Page ->
____

In Pop Flash, a series of insights into Counter-Strike: Global Offensive [official site], Emily Richardson looks past the amazing clutches and crushing defeats to understand the culture and meta of Valve’s everlasting competitive FPS.
This week I want to go right back to basics. Counter-Stike has been around since 1999, but every week new players log onto the Global Offensive servers. I hope this post will help those players get into the game quickly and enjoy its competitive nature from the start. Have a browse through, try some things, find what works for you. The most important thing is to have fun and enjoy the game whether you’re playing competitively or just for laughs. Obviously, this piece isn’t really aimed at experienced players, but if you’d like to give some extra tips in the comments they’re totally welcome.
This guide covers a few of the basic principles of Counter-Strike: Global Offensive, which are:
Counter-Strike can be an intimidating game at first. You join a match and everyone seems to know the names of all these nifty little hidey-holes that you would never notice at first glance. Your teammates manage to run to the bomb site in less than ten seconds, but you get lost in an air duct and your life is swiftly snuffed out when, emerging on the other side, you find five enemies. To top it off, you had the bomb, and you didn’t even realise. Welcome.

____

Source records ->
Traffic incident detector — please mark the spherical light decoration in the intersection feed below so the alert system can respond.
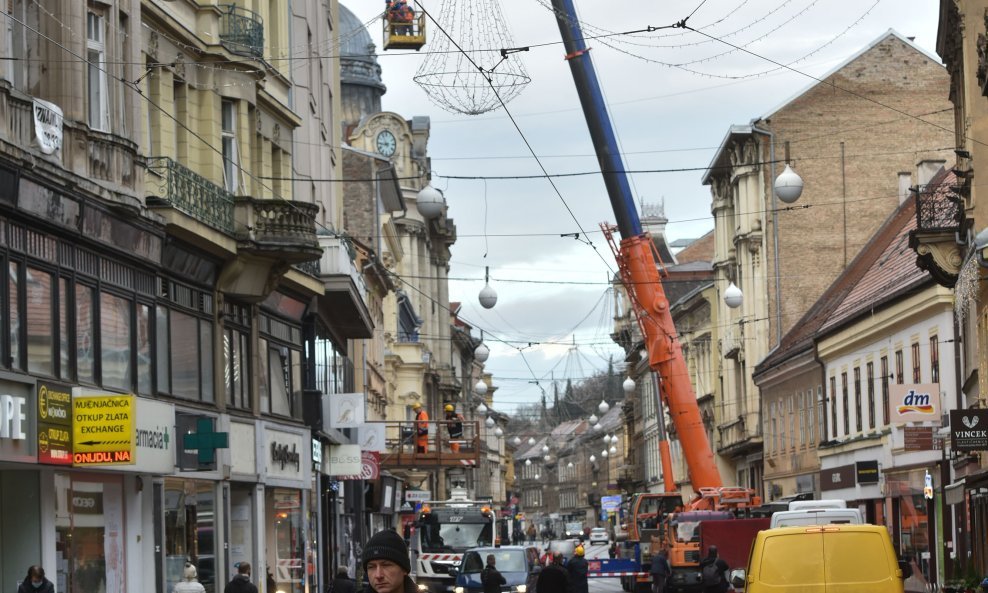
[724,282,744,309]
[477,284,497,309]
[775,165,803,204]
[415,185,446,220]
[473,342,491,363]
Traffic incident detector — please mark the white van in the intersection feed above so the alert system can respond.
[769,499,864,529]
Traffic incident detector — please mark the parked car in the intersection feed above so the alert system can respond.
[590,527,611,544]
[450,546,542,593]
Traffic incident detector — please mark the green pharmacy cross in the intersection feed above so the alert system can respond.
[182,418,230,465]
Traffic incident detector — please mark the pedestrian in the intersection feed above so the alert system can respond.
[327,565,357,593]
[412,402,429,453]
[480,554,508,593]
[172,562,206,593]
[361,529,418,593]
[535,552,569,593]
[17,564,55,593]
[649,547,672,593]
[700,546,731,593]
[223,562,257,593]
[443,404,464,453]
[566,546,590,593]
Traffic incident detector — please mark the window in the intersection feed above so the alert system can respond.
[912,342,922,385]
[854,367,863,432]
[895,350,906,385]
[865,362,875,428]
[86,11,110,132]
[830,377,837,438]
[881,356,889,426]
[840,371,851,436]
[220,99,240,194]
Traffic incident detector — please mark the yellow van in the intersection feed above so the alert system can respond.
[731,524,909,593]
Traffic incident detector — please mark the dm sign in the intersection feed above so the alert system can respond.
[72,395,137,466]
[950,410,988,451]
[889,383,940,424]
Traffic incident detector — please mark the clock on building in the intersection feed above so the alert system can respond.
[377,130,398,156]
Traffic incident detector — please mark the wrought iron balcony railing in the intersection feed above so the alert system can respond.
[916,183,964,233]
[147,156,234,234]
[220,4,264,58]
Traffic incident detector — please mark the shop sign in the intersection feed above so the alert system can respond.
[950,410,988,451]
[902,426,937,451]
[322,393,367,429]
[820,465,855,490]
[0,381,38,463]
[72,394,137,466]
[38,381,72,465]
[889,383,940,425]
[854,460,878,484]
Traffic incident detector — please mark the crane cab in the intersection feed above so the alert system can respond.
[382,0,425,51]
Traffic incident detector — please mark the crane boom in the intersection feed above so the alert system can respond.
[552,0,723,492]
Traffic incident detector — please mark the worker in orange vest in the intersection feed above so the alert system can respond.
[412,402,429,453]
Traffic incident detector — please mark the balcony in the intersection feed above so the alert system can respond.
[909,172,966,288]
[235,197,322,264]
[220,4,264,58]
[147,156,234,235]
[316,235,374,340]
[381,420,480,470]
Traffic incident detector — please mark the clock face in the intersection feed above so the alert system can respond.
[377,130,398,156]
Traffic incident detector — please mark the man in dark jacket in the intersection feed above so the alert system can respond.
[361,529,418,593]
[700,546,731,593]
[535,552,569,593]
[17,564,55,593]
[329,566,357,593]
[566,546,590,593]
[480,554,508,593]
[223,562,257,593]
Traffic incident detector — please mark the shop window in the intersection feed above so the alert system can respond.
[264,488,305,593]
[164,478,217,593]
[53,473,127,593]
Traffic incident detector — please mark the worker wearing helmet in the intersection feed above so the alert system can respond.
[412,402,429,453]
[566,546,589,593]
[443,404,463,453]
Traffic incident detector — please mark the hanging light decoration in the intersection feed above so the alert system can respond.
[413,0,531,115]
[477,267,497,309]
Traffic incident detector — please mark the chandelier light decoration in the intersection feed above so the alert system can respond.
[414,0,531,115]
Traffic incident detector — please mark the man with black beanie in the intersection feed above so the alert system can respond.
[361,530,417,593]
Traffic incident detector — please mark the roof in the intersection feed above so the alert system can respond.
[755,171,944,375]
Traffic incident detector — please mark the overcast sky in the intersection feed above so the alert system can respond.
[344,0,939,411]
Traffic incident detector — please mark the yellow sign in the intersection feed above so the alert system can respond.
[72,395,137,466]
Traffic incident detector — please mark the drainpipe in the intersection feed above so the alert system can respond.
[751,120,782,344]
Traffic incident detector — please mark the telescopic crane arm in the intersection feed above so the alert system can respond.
[552,0,723,492]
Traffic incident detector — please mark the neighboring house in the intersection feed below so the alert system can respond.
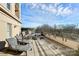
[0,3,21,41]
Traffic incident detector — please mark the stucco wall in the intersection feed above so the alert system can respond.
[46,35,79,50]
[0,11,21,40]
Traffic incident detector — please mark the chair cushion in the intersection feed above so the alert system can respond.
[6,38,17,48]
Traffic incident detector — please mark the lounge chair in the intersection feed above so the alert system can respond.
[6,38,31,51]
[0,41,6,50]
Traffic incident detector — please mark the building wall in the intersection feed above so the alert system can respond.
[0,3,21,41]
[46,35,79,50]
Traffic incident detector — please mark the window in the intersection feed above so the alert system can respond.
[7,3,11,10]
[7,23,12,38]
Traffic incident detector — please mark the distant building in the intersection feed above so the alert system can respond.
[21,28,34,34]
[0,3,21,41]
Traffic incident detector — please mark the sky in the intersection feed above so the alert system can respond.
[21,3,79,28]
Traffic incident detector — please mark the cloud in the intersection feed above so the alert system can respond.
[31,3,73,16]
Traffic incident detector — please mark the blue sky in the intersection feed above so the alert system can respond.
[21,3,79,27]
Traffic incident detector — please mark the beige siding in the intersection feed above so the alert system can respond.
[0,3,21,44]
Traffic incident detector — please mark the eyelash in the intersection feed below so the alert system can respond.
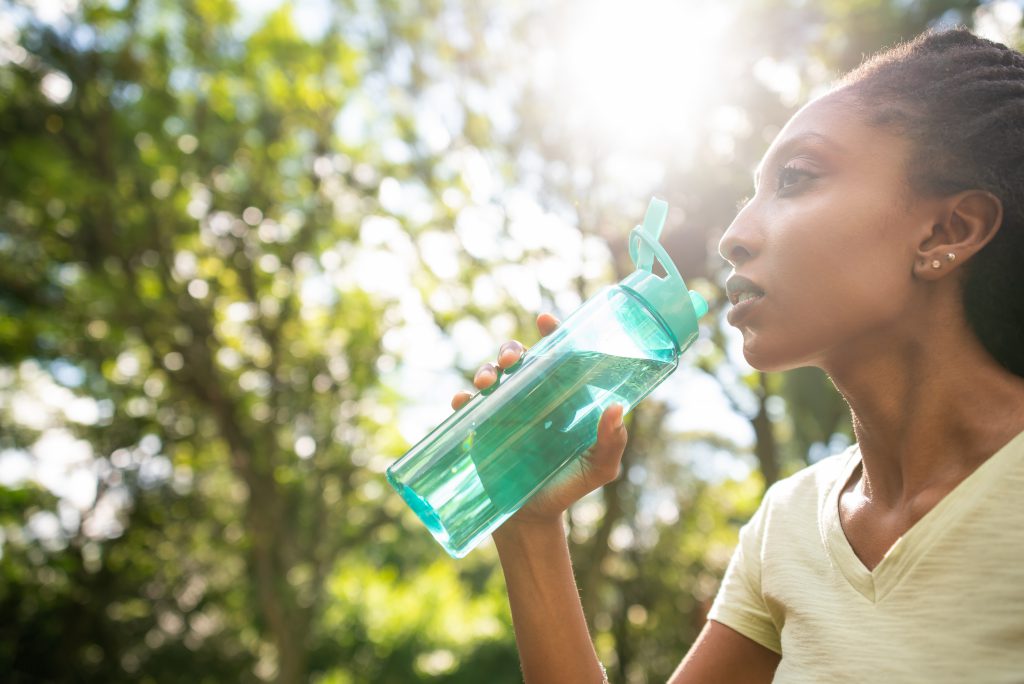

____

Actions to take ->
1. Duplicate the entries from the line that contains "Traffic incident detector — please mark the man with" through the line that contains "[755,171,944,375]", including both of those lines.
2. Write the next part of the Counter-Strike guide, starting right after its last sentence.
The entries have no connection to the Counter-Strike guide.

Answers for the tasks ->
1.
Traffic incident detector — please mark the man with black beanie in the intersection feed above so the alert system can respond.
[361,530,417,593]
Traffic incident detector — please mark the roof in the intersection feed above so the alert system can respond.
[755,171,944,375]

2.
As of a recent patch, you can no longer play competitive CS straight away. You’ll need to play casual modes until you get to rank 3, which serves both as a barrier for hackers and as an introduction to the most basic mechanics for new players.
My very first tip is: Don’t worry about what happens in casual matches. It’s called ‘casual’ for a reason and most players don’t play this mode to win. I’m pretty sure no one will really mind whether you do a silly thing or not. You’re here to learn, and this is the best place for you to do it. So chill out, enjoy, molotov yourself, whatever.
The first few skills you need to learn in Counter-Strike are relatively straight forward but not necessarily intuitive if you haven’t played a CS game before. An easy one is to always keep your reticule at head height. But you also need to stand still when shooting to be accurate; you can’t just run and gun like in Call Of Duty. As you improve, you’ll start to get the hang of strafing, stopping, shooting and strafing again. You’ll do this faster and faster, be more and more accurate, and eventually you’ll be doing the CSGO wiggle better than anyone. To learn about basic movement in CSGO, you can watch this great video by TheWarOwl.
Your bullets won’t go in a constant line to wherever your crosshairs are pointing in CS, they move with the recoil of the gun. So new players will want to practice burst fire (shooting a few bullets at a time) to keep recoil low. ‘Spraying’ – that is, just holding the trigger down – is normally reserved for close-quarters combat or submachineguns. When spraying, pull your aim down to compensate for the recoil. If you’ve only spent a few bullets, don’t automatically reload. It’s better to make sure you’re ready for another enemy to pop out. Find a safe place to reload, don’t do it willy nilly. This video by voo can introduce you to tapping, bursting and spraying techniques.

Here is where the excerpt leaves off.